**TRECHO:**
——
O funeral americano: guia para o filme “Álbum de família”

1 02 2014

Charles Sprague Pearce - A Village Funeral in BrittanyUm funeral em aldeia da Bretanha, 1891

Charles Sprague Pearce (EUA, 1851-1914)

óleo sobre tela

Danforth Art Museum, Massachusetts

Quando o pintor americano Charles Sprague Pearce dedicou a tela acima a um funeral em um aldeia francesa no final do século XIX, ele se manteve fiel à pintura de gênero, mostrando, a quem observasse sua tela, a maneira diferente dos franceses na despedida de um ser querido. Rituais de nascimento, morte, casamento, diferem muito de cultura para cultura. E se analisados podem refletir valores culturais que não são vistos pelo turista ou até mesmo o residente estrangeiro inserido naquela cultura, se este não estiver ligado por laços familiares ao local onde vive.

Fui ver recentemente o filme americano Álbum de família [August: Osage County]. Gostei muito, mas essa não é uma postagem sobre o filme. É uma postagem sobre os rituais da morte nos Estados Unidos, porque muitas das pessoas com quem conversei depois do filme mostraram surpresa e acharam o filme anacrônico, quanto aos hábitos do luto, maneiras culturais tão diferentes aqui no Brasil.
——
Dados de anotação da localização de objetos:
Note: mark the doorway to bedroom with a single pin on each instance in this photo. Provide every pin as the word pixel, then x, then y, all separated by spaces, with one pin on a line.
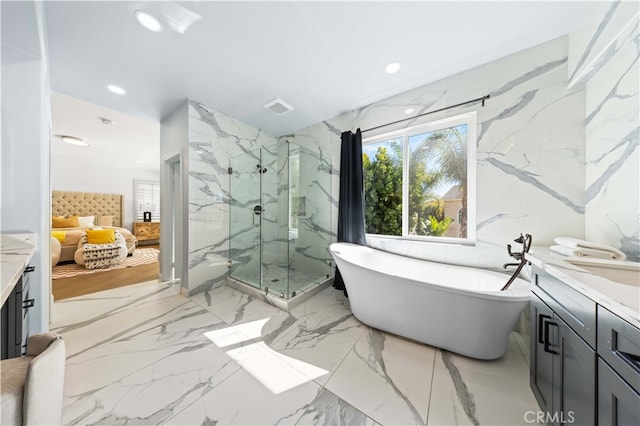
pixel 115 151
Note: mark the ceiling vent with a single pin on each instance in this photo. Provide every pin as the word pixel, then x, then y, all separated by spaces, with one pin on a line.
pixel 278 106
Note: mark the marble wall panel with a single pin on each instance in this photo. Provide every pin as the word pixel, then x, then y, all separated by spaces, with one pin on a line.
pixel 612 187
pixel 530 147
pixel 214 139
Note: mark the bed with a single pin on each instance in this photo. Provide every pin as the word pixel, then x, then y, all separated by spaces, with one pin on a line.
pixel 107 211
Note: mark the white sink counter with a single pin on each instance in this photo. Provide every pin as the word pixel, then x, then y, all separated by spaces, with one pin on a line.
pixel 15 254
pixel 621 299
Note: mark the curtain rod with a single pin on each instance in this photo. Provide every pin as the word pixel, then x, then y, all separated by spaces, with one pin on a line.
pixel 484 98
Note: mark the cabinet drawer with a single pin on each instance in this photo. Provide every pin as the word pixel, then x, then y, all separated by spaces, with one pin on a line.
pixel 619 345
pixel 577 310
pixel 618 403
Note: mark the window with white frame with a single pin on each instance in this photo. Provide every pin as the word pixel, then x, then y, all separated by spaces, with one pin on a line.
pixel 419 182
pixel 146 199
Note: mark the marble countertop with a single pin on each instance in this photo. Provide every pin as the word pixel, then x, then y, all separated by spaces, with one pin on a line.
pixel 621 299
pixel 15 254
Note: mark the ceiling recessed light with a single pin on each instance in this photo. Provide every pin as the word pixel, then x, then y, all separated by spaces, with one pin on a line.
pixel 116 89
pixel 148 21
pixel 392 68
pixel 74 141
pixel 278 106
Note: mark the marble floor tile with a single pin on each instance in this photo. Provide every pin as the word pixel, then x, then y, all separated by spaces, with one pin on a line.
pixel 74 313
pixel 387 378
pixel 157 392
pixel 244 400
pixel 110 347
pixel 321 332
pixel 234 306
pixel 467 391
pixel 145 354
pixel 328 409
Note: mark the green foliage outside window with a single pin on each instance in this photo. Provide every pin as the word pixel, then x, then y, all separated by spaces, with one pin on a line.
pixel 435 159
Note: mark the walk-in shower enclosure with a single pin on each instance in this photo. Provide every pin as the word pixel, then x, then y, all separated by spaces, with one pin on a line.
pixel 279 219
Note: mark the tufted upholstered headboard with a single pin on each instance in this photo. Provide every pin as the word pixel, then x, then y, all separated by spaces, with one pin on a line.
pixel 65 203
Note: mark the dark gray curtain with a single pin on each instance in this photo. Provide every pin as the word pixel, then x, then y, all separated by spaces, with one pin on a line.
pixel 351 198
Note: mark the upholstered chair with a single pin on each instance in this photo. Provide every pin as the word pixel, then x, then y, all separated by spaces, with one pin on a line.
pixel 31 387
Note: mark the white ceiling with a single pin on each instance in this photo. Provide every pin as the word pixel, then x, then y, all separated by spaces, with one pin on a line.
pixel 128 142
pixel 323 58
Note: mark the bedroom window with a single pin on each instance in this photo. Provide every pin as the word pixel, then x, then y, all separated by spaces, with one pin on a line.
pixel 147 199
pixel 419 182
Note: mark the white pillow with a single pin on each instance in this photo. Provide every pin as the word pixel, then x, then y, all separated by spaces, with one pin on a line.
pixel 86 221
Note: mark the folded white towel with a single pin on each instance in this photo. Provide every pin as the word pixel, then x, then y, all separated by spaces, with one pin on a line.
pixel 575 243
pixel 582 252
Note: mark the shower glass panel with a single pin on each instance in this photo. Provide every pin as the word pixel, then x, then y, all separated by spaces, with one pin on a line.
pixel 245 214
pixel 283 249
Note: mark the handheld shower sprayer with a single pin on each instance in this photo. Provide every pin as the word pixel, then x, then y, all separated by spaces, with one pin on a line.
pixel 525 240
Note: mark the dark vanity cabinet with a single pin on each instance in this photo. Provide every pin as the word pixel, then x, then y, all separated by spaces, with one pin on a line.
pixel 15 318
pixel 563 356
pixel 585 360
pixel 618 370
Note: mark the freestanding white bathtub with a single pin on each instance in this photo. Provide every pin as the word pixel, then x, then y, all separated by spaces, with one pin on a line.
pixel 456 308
——
**OBJETIVO DO EXERCÍCIO:** Segundo o trecho, em que museu se encontra a tela de Charles Sprague Pearce? A listagem não tem nenhuma relação com o trecho.

**RESPOSTA ESPERADA:** No Danforth Art Museum, em Massachusetts.